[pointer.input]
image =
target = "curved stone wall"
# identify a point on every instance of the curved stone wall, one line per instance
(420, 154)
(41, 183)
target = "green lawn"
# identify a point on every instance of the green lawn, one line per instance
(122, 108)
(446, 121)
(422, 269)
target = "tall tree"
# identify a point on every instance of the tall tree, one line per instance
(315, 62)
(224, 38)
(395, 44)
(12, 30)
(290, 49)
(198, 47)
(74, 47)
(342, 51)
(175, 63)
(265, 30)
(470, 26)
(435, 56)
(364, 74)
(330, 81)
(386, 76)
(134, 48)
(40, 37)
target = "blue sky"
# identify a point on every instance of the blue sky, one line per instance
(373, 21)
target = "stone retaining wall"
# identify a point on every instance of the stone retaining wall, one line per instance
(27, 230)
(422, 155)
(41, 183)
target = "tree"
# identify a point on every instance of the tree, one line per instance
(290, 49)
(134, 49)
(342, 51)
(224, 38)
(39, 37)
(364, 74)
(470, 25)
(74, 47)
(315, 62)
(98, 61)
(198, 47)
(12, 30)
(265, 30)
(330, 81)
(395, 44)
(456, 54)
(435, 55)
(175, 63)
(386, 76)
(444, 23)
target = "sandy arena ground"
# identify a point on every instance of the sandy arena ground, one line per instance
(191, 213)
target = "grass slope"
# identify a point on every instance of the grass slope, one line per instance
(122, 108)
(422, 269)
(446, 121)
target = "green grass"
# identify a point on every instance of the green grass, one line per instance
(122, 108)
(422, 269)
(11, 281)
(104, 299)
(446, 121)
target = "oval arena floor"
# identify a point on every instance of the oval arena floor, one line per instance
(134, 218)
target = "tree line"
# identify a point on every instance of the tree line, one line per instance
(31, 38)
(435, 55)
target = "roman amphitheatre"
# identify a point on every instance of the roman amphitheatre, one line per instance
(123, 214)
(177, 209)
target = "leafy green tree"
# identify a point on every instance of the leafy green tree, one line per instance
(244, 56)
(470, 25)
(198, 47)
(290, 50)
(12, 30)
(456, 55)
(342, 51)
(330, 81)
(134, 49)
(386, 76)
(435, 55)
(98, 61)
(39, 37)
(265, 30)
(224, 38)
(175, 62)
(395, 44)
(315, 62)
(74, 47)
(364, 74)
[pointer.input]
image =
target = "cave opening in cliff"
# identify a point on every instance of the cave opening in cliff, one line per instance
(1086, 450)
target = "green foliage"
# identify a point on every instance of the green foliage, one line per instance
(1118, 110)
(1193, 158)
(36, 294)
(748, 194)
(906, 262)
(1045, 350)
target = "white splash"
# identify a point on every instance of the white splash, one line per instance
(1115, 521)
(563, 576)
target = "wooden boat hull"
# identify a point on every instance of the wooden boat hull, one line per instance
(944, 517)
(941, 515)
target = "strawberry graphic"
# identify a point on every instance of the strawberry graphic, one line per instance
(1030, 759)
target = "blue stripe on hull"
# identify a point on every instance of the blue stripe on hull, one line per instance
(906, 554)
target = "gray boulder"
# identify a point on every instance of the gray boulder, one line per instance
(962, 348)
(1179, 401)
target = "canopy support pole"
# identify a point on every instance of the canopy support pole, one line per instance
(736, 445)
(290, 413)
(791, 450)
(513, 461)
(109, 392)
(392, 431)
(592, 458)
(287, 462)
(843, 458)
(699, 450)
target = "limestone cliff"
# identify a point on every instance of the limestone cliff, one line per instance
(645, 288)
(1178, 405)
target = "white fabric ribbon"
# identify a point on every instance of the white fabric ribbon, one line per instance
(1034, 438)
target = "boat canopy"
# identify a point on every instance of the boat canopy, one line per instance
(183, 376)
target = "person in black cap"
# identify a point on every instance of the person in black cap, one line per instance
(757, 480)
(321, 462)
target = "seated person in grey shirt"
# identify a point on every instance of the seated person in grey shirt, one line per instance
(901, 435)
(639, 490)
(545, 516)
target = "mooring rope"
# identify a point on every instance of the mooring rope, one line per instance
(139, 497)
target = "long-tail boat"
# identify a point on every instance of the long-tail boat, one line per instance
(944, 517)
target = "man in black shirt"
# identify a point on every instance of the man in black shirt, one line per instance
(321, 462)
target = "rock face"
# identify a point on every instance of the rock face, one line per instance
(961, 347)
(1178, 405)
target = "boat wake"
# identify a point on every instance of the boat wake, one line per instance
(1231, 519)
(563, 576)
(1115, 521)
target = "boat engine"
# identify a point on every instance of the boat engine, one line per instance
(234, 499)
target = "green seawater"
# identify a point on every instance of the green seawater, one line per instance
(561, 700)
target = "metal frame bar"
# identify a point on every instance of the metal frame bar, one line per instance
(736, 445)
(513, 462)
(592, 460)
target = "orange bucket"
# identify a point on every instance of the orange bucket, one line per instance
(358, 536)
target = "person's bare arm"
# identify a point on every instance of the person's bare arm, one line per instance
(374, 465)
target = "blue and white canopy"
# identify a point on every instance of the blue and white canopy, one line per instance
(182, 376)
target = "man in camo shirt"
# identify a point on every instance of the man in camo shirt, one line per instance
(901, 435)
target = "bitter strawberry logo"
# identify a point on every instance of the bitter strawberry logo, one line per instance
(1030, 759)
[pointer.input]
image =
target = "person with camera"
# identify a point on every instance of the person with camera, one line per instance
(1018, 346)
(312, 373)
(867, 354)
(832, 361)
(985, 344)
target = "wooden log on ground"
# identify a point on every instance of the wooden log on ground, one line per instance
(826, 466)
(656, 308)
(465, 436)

* * *

* Problem to solve: Can you quote exactly the lines from the one containing "# identify a point on every instance of the person with" through the last line of the records above, and nothing else?

* Task result:
# identify a point on every instance of the person with camera, one line per instance
(1018, 346)
(312, 373)
(867, 354)
(832, 361)
(985, 344)
target = "wooden log on ground"
# identify a point on every instance of the wooden log on ground, one line per instance
(826, 466)
(656, 308)
(465, 436)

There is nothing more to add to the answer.